▶ SELECTED EXTRACT:
Forum for Saturday10 june 2006 budget

The contributors to the letters column and talk-back radio this week were utterly perplexed.

How is it, they asked, that the ACT Government could propose a Budget that cuts 39 schools yet leaves intact funding for a dragway and a visiting football team?

It was the classic stuff of politics.

The first rule is survival.

The ideal political world is like the economist’s perfect market – healthy competition of ideas or goods put to the choice before fully informed voters or consumers. In the ideal world the political leader aims at doing the best for the community as a whole and the fully informed voters see the obvious merit of the actions and votes the leader back into office.

But the ideal world, like the perfect market does not exist. The voters are not fully informed, and the leader may aim at producing the best policy for the community as a whole but the execution is bungled, or circumstances change so what might have been for the best yesterday proves a wasteful fiasco tomorrow.

Also, voters are often selfish. They often want policies which are best for them, even if they are not best for the community as a whole. And electoral systems are not perfectly suited to delivering the best result for the community as a whole.

(Stored entries)
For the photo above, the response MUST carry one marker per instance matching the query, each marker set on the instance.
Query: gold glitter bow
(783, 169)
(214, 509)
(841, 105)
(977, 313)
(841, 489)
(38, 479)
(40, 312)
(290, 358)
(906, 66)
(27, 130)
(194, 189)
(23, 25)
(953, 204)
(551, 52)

▶ WORK INSTRUCTIONS:
1. Quote the budget column from "Forum for Saturday10" to "back into office.".
2. Answer these questions from the budget column:
(a) How many schools would the proposed ACT Budget cut?
(b) What does the column name as the first rule?
(c) What does the column compare the ideal political world to?

▶ SET OF ANSWERS:
1.
Forum for Saturday10 june 2006 budget

The contributors to the letters column and talk-back radio this week were utterly perplexed.

How is it, they asked, that the ACT Government could propose a Budget that cuts 39 schools yet leaves intact funding for a dragway and a visiting football team?

It was the classic stuff of politics.

The first rule is survival.

The ideal political world is like the economist’s perfect market – healthy competition of ideas or goods put to the choice before fully informed voters or consumers. In the ideal world the political leader aims at doing the best for the community as a whole and the fully informed voters see the obvious merit of the actions and votes the leader back into office.

2.
(a) 39
(b) Survival
(c) The economist's perfect market